▶ _Working data_:
********

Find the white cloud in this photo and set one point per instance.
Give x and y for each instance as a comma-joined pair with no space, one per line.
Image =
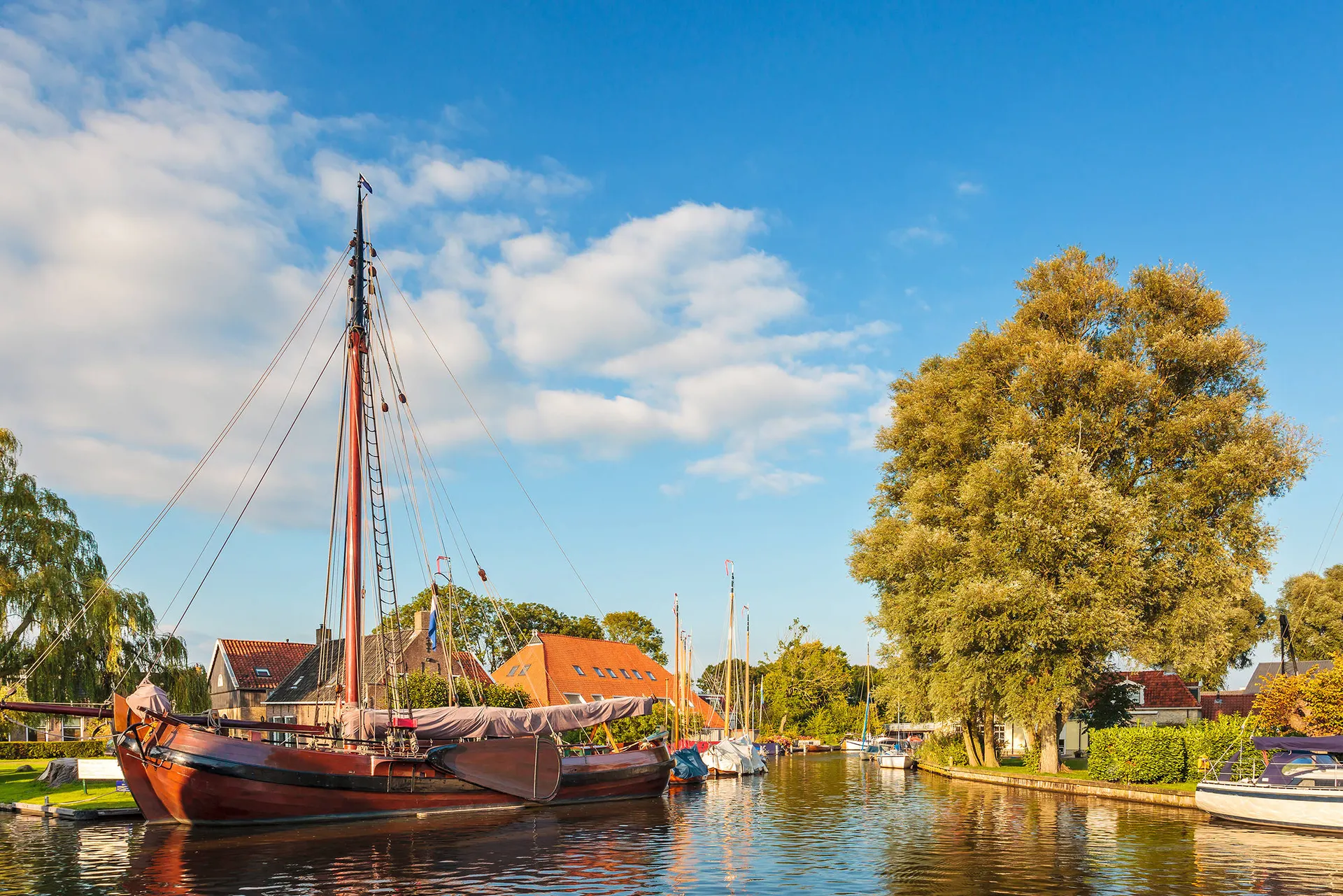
921,236
151,233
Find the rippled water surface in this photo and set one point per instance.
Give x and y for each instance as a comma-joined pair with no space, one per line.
818,824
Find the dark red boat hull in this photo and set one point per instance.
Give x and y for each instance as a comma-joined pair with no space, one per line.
185,774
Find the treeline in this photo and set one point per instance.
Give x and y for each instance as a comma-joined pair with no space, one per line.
58,618
1084,481
805,688
496,627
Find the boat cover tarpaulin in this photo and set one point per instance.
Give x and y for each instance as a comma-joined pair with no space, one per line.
1307,744
454,723
735,757
150,697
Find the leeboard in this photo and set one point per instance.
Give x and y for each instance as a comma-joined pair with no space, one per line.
527,767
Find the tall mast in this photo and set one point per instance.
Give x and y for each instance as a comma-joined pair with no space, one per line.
676,719
356,351
727,668
746,683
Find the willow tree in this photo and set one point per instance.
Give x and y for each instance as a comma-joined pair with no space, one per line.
1314,608
59,621
1088,478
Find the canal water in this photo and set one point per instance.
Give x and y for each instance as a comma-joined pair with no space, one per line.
825,824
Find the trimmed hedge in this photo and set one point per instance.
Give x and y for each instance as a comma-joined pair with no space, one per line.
52,748
1030,760
1149,755
1142,755
943,750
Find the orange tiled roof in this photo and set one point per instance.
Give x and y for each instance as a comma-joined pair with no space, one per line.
1162,690
609,669
276,657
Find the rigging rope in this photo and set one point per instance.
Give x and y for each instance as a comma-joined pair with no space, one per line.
191,476
262,478
490,436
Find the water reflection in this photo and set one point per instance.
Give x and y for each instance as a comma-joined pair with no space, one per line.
818,824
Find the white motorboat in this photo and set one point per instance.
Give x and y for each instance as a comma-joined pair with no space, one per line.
1299,788
895,758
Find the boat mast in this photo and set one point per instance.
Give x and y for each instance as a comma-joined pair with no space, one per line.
676,719
356,351
727,667
746,684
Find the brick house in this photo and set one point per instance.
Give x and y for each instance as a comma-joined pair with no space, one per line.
1162,697
308,695
242,674
559,669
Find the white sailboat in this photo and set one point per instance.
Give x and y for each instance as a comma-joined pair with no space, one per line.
738,755
1300,786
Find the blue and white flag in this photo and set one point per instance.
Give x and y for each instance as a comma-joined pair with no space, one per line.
433,620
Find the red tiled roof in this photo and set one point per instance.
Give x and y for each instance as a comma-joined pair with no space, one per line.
1226,703
276,657
1163,690
551,659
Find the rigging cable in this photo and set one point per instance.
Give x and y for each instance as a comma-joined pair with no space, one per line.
490,436
187,483
257,488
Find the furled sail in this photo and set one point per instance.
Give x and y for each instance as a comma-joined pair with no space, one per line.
454,723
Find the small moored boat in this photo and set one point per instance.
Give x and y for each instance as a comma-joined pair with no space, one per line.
1300,786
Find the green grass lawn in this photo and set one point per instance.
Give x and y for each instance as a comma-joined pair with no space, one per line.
1072,770
23,786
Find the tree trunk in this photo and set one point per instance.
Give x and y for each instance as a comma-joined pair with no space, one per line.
967,735
1049,746
990,747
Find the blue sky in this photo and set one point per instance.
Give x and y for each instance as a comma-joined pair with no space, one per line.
785,204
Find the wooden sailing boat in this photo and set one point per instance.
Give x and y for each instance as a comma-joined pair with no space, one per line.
190,769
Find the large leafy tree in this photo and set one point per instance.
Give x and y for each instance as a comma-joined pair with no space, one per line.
804,677
637,629
78,637
1087,478
1314,608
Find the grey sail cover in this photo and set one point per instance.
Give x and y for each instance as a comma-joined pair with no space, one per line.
454,723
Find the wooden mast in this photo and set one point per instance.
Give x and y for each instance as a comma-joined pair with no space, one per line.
746,684
356,350
727,667
676,719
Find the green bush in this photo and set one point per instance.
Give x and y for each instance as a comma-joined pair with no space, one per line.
1143,755
1030,760
51,748
943,750
1210,739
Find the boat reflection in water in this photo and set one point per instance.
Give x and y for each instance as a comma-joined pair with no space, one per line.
492,852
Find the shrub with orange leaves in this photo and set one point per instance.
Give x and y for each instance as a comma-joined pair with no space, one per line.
1309,704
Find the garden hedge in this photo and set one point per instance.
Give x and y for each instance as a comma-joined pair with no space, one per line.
52,748
1142,755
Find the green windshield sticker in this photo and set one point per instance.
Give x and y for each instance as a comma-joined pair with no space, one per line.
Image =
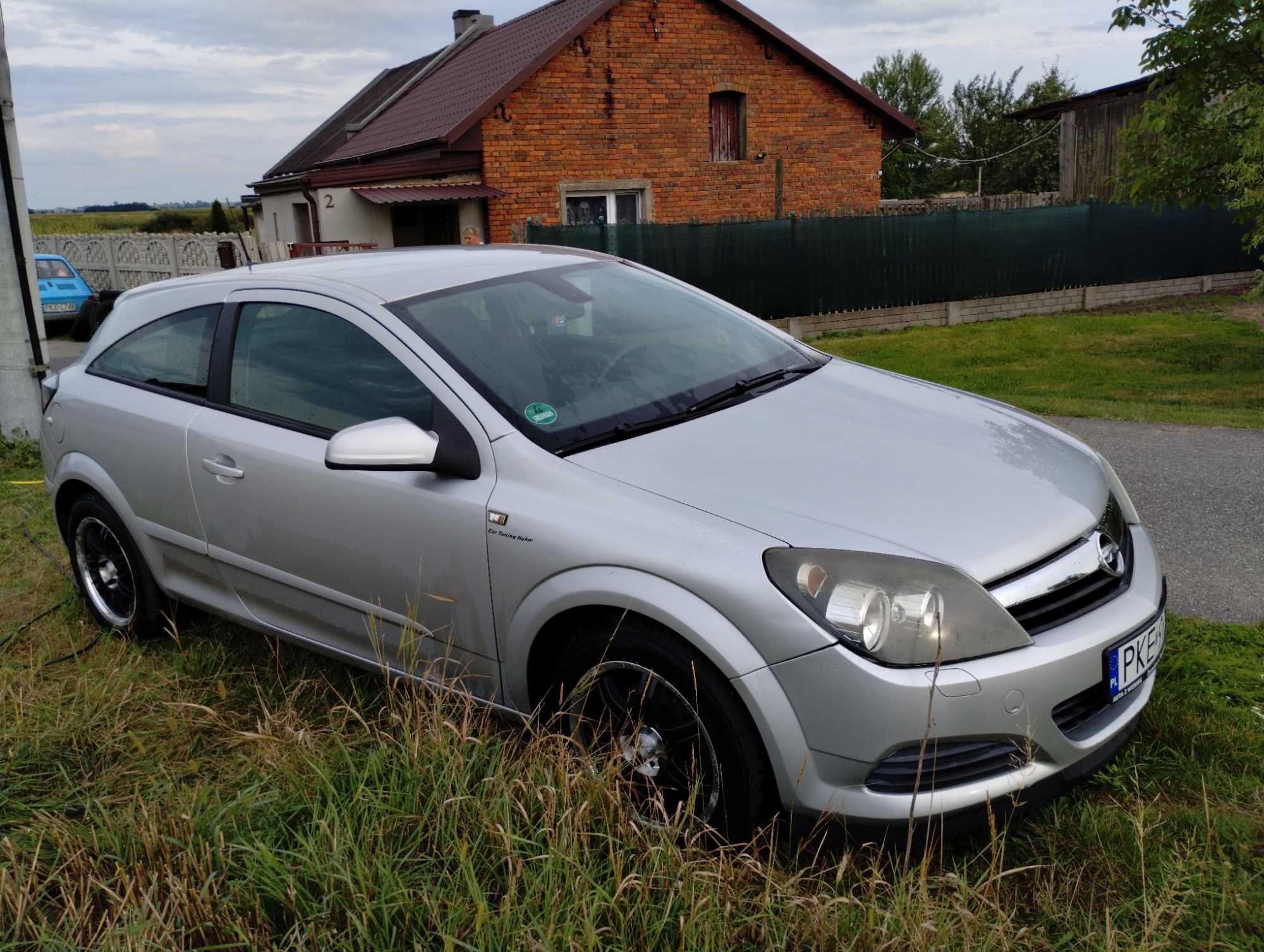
542,414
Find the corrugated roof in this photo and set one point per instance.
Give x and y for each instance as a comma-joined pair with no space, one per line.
1048,111
458,94
389,195
331,135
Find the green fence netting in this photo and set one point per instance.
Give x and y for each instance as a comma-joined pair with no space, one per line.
796,267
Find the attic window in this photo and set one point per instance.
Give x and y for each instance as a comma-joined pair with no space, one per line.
729,126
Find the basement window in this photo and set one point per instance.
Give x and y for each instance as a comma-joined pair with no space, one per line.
604,208
729,127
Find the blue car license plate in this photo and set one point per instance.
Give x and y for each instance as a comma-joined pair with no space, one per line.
1131,662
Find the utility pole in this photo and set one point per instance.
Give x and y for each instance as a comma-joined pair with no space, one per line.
22,326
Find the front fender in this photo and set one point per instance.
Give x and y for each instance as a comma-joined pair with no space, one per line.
79,467
609,586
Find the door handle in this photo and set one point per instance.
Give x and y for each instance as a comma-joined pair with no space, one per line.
223,467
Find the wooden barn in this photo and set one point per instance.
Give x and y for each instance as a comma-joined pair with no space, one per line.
1090,137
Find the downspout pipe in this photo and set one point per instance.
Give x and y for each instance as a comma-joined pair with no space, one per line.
20,245
305,186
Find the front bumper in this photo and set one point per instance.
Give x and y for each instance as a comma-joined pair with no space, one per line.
829,719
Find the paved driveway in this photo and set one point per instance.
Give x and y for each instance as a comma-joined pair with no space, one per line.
1200,491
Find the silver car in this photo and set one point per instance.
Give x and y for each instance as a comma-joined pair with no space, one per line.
569,485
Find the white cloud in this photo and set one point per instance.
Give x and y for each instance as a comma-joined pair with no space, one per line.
117,141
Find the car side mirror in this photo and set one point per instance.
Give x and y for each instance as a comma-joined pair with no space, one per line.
392,443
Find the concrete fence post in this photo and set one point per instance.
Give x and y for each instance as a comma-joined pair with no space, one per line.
113,261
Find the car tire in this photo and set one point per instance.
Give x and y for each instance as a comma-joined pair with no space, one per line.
112,575
663,680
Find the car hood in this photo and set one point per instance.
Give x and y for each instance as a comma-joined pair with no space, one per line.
863,460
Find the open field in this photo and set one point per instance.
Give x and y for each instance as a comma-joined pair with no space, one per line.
218,790
90,223
1184,361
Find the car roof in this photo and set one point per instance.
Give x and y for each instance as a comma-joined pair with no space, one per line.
396,274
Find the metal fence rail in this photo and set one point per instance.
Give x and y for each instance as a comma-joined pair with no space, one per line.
798,267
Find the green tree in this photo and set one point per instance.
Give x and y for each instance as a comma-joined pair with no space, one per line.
912,85
1200,136
219,221
980,130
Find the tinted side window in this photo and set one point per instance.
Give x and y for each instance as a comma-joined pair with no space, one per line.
315,369
174,352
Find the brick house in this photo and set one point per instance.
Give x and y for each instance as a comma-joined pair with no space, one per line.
585,112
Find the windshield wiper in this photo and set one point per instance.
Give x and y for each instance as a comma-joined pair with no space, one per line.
621,433
746,386
625,430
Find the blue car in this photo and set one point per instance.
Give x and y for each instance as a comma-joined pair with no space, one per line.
63,293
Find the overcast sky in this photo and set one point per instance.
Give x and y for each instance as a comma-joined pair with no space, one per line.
193,99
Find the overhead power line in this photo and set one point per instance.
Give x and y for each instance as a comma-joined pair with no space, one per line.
970,162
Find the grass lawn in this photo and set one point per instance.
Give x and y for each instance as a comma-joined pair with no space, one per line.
218,790
1184,361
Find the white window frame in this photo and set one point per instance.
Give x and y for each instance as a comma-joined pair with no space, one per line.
610,203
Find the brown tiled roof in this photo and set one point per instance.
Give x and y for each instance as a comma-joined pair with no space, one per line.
471,84
331,135
456,97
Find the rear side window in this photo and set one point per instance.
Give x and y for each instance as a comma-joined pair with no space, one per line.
174,352
314,369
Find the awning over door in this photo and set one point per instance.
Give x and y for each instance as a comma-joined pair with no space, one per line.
387,195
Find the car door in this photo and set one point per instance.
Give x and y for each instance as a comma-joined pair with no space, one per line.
384,566
128,412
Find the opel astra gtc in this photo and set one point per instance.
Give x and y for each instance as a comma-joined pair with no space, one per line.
562,482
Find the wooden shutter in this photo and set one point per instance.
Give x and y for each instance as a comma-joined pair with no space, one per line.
727,133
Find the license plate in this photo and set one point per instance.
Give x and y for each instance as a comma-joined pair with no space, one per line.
1131,662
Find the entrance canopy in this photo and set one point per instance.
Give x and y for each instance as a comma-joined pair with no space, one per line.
391,195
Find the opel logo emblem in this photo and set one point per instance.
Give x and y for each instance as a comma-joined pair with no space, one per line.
1110,557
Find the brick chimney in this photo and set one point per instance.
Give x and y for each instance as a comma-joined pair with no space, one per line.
466,20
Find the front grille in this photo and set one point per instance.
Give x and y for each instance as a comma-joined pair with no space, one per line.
1085,595
1076,711
947,764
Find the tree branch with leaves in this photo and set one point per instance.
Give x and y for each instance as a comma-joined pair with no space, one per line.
1200,135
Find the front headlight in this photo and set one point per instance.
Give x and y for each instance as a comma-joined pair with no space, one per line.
894,610
1121,494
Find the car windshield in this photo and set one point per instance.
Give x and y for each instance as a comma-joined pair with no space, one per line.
592,353
46,270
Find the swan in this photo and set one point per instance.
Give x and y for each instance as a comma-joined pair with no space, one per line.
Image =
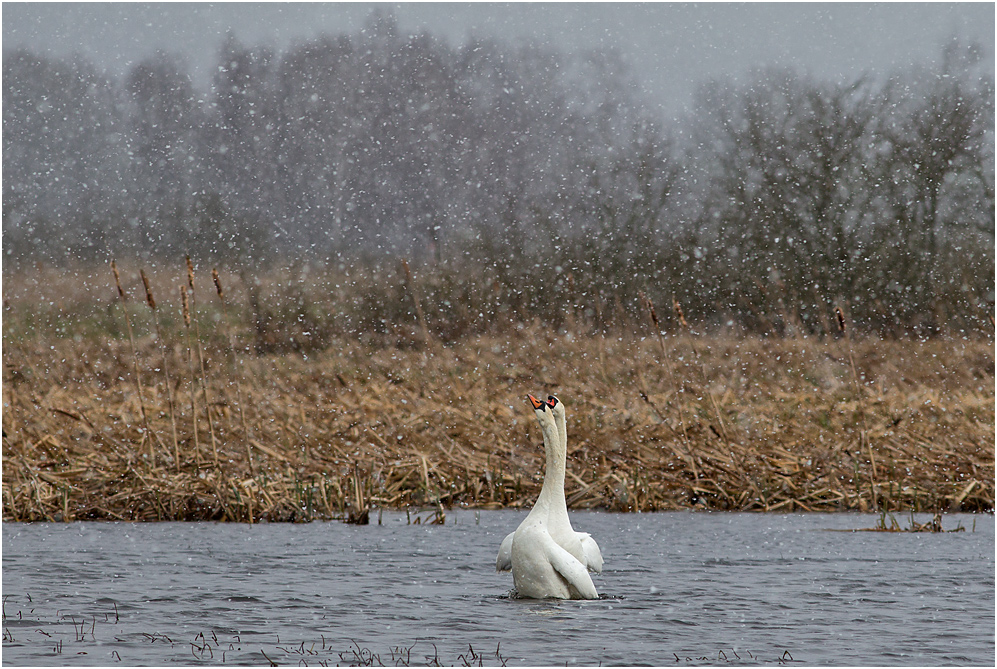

********

▶ _Task goal_: Please give back exactly the lines of the listing above that run from the one containing "Find the open" through the one containing "Find the car roof", and only those.

▶ _Answer to this task_:
Find the open field in this photo and set one point per instance.
Give x and y for each instance as a comma-joined pair with no space, one per line.
218,790
90,223
1184,361
Find the car roof in this photo and set one point per instance.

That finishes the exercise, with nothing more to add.